Task to complete » Reproduce verbatim the stretch of the entries below from the line containing "Indicate the wooden side table" through the line containing "x=33, y=538", both of those lines included. Copy only that stretch.

>> BEGIN Data entries

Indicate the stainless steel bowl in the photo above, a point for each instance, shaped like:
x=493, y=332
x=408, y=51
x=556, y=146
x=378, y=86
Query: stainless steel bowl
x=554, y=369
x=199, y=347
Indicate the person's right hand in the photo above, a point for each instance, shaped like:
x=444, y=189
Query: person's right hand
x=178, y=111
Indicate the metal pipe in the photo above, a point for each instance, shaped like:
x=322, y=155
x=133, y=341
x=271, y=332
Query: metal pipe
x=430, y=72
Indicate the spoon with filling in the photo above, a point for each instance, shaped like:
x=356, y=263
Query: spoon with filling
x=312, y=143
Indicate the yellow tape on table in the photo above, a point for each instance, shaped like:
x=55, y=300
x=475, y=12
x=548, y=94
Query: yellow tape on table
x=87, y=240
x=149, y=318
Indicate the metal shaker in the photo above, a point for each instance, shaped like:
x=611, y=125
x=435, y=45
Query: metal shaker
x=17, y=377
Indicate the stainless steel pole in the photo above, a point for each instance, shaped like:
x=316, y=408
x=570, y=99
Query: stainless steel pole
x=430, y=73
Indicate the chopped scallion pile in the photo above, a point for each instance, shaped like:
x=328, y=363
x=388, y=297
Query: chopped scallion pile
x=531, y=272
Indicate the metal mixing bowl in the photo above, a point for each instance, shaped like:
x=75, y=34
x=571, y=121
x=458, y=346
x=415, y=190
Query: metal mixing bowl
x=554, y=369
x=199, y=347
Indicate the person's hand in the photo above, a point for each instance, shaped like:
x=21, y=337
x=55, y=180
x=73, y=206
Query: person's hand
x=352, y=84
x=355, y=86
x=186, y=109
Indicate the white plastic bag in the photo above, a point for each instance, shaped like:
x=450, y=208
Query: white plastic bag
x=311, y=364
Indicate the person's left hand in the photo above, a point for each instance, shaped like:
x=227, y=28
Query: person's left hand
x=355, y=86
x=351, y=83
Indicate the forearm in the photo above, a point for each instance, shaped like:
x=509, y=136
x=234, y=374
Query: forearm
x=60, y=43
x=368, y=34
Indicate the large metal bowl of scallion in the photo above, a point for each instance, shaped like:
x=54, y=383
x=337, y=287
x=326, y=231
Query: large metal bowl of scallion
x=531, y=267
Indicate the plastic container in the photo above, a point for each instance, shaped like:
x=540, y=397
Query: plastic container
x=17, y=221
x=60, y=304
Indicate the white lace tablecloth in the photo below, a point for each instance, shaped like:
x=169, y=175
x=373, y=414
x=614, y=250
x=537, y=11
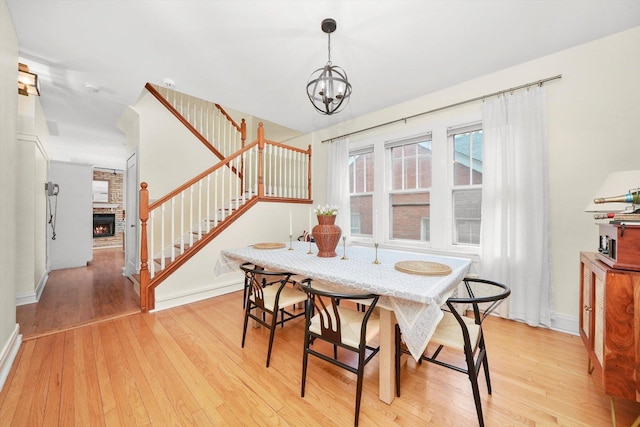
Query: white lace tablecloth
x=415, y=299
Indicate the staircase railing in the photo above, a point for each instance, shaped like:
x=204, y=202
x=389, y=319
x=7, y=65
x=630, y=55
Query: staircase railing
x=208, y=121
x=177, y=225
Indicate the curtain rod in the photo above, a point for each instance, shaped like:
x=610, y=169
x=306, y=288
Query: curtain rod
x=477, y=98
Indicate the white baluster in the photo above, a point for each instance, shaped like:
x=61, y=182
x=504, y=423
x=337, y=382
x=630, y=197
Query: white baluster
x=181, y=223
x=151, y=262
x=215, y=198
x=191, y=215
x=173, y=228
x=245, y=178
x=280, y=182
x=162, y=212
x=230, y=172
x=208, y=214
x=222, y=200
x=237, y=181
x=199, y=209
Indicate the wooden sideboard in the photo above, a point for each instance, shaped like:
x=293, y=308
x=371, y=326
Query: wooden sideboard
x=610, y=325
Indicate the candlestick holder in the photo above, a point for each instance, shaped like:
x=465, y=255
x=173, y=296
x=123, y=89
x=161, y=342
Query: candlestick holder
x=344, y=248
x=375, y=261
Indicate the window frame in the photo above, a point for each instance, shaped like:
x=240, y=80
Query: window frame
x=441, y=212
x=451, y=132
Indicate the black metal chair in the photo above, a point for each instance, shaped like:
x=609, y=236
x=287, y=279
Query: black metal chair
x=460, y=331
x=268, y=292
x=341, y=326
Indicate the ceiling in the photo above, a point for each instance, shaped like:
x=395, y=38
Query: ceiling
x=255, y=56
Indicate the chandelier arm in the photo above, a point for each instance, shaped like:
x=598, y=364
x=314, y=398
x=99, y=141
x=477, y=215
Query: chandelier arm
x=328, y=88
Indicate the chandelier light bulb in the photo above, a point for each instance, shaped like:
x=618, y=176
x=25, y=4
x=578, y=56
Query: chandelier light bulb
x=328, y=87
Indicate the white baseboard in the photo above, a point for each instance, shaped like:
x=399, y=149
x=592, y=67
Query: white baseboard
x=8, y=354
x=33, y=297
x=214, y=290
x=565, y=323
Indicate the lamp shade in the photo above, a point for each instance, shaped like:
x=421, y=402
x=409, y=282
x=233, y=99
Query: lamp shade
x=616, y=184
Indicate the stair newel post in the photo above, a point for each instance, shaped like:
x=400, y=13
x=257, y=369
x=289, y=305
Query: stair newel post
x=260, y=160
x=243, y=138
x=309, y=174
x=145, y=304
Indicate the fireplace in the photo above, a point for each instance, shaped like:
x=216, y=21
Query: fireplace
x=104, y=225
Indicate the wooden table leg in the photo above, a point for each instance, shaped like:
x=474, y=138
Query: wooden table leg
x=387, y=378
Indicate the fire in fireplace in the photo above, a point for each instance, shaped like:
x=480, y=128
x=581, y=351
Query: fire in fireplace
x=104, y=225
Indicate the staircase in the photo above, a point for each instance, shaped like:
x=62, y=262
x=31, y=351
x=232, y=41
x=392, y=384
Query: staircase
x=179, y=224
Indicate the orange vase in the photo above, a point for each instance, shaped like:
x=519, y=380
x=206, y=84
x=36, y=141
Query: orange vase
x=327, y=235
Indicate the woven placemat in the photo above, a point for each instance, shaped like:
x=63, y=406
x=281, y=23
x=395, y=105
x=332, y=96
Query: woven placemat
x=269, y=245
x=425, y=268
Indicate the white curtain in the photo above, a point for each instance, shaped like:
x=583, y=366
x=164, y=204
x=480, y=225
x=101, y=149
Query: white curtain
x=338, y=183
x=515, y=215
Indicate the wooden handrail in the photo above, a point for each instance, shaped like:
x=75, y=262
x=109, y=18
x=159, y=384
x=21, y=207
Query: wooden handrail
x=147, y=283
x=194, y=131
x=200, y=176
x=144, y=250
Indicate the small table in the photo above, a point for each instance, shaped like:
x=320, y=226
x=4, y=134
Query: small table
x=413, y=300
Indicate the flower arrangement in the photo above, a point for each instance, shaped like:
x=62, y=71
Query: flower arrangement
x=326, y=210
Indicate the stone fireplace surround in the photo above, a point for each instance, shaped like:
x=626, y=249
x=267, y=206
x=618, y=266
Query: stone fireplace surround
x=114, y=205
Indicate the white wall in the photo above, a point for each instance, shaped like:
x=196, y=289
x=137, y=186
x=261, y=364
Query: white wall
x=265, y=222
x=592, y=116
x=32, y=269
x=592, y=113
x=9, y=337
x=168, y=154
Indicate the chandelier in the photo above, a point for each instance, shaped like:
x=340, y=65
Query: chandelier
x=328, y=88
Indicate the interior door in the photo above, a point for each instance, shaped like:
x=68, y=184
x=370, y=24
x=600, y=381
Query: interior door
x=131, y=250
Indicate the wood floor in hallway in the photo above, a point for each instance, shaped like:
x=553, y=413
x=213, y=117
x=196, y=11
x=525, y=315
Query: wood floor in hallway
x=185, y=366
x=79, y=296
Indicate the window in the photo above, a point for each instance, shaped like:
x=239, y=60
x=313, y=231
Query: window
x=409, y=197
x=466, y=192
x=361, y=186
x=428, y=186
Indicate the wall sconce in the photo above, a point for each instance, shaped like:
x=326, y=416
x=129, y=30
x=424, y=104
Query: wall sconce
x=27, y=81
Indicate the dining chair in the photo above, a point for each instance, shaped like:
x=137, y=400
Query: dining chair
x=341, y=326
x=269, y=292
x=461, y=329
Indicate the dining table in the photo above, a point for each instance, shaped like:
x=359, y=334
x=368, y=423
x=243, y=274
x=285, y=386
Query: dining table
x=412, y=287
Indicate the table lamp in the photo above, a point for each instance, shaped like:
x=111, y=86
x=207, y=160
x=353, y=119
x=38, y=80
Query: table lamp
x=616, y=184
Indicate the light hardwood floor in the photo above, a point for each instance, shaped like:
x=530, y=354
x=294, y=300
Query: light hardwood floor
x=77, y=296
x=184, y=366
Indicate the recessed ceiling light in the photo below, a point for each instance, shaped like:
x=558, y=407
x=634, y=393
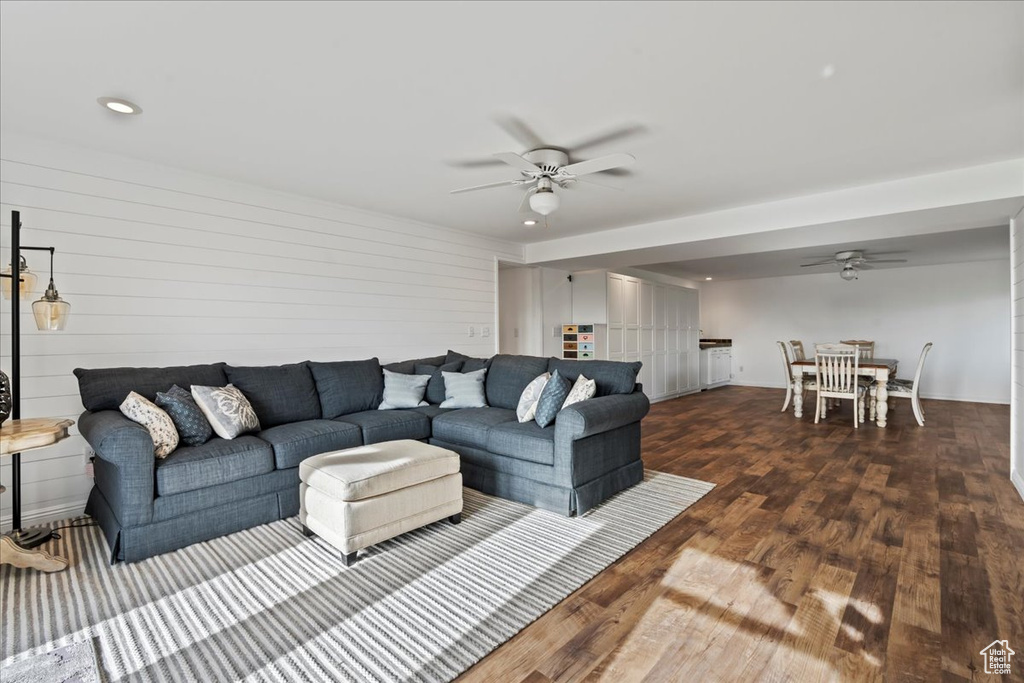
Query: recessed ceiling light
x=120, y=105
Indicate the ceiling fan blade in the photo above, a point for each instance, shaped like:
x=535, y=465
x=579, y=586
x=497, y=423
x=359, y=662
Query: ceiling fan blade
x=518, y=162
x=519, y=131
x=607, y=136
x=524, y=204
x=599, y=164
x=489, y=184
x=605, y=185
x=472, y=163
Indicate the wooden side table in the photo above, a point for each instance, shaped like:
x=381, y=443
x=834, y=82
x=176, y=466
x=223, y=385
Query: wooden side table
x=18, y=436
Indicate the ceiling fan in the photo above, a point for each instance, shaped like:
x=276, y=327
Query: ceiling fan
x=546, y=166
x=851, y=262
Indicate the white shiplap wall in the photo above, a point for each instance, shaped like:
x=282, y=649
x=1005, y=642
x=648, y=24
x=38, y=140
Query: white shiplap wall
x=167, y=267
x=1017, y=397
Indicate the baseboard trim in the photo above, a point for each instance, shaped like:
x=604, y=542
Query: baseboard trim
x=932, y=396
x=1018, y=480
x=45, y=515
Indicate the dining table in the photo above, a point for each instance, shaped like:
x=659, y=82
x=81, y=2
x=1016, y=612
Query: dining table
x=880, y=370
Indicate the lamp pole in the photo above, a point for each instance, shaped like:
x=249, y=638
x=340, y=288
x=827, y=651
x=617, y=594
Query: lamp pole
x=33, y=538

>> END Data entries
>> BEGIN Data entries

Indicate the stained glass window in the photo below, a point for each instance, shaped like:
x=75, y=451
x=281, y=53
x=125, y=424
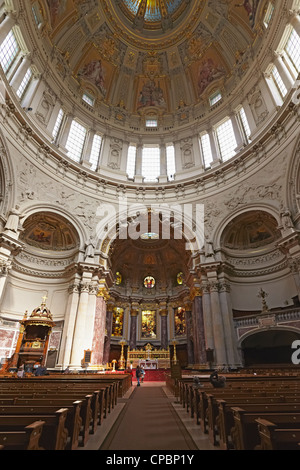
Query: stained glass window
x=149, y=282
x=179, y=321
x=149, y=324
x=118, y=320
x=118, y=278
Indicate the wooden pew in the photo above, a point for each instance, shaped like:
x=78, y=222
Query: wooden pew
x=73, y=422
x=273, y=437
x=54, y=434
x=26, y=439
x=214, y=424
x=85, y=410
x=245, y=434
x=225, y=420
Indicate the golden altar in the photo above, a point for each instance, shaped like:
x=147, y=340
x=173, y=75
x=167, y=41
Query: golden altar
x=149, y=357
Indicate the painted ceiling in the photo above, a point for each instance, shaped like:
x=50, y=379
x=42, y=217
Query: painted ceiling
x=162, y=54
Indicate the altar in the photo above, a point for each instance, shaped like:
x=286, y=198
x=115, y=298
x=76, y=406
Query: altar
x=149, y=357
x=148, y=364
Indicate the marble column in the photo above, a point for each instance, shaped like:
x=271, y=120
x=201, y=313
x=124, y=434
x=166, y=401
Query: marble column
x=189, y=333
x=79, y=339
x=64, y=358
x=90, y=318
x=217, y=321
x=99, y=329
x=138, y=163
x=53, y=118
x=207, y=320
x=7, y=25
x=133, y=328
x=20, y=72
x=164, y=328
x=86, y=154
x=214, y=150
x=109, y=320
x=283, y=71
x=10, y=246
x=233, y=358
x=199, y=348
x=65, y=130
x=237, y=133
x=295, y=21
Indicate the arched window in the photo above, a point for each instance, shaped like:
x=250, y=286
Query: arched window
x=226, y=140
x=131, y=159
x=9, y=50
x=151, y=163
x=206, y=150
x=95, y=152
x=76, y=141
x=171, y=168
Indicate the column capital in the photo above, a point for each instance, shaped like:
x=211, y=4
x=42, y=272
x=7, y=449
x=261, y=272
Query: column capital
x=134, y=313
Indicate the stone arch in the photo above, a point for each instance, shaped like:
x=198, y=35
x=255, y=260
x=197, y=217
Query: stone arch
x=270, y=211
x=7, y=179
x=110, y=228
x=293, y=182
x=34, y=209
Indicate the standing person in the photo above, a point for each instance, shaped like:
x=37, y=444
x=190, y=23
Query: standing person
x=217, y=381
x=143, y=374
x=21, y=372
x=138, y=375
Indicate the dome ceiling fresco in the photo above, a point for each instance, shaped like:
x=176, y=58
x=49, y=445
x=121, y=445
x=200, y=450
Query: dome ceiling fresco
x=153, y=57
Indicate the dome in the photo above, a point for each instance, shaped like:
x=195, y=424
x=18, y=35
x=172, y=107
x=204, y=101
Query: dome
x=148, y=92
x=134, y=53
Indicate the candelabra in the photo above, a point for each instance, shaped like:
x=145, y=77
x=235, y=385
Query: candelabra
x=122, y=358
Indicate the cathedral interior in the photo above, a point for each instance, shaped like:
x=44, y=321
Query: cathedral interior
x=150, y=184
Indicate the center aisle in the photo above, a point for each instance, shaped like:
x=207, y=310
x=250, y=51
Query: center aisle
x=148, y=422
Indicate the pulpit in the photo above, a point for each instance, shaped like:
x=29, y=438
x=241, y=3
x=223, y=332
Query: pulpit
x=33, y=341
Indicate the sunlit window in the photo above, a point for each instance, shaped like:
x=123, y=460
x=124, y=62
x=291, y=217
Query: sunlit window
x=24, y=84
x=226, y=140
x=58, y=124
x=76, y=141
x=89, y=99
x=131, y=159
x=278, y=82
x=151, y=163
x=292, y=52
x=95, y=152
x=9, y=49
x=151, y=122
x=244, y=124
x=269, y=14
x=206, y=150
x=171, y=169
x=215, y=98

>> END Data entries

Exercise result »
Indicate the wooden side table in the photo above, a point for each instance, shaped like:
x=381, y=443
x=834, y=82
x=176, y=466
x=223, y=385
Query: wooden side table
x=18, y=436
Indicate the ceiling fan in the photo above, a point for each instance, shaped like:
x=276, y=327
Query: ceiling fan
x=546, y=166
x=851, y=262
Indicate the white shiplap wall in the photo above, a point for each instance, shaped like:
x=282, y=649
x=1005, y=642
x=648, y=24
x=38, y=140
Query: white shiplap wall
x=167, y=267
x=1017, y=397
Indicate the baseboard trim in the photo above, a point for each instance, shaped like:
x=604, y=542
Query: baseboard trim
x=932, y=396
x=1018, y=480
x=45, y=515
Indicate the dining table in the photo above, a point for each instance, shaped like:
x=659, y=82
x=81, y=2
x=1016, y=612
Query: dining table
x=880, y=370
Indicate the lamp pole in the photo above, a point for each instance, shaped like:
x=249, y=638
x=340, y=288
x=827, y=651
x=617, y=594
Query: lamp pole
x=33, y=538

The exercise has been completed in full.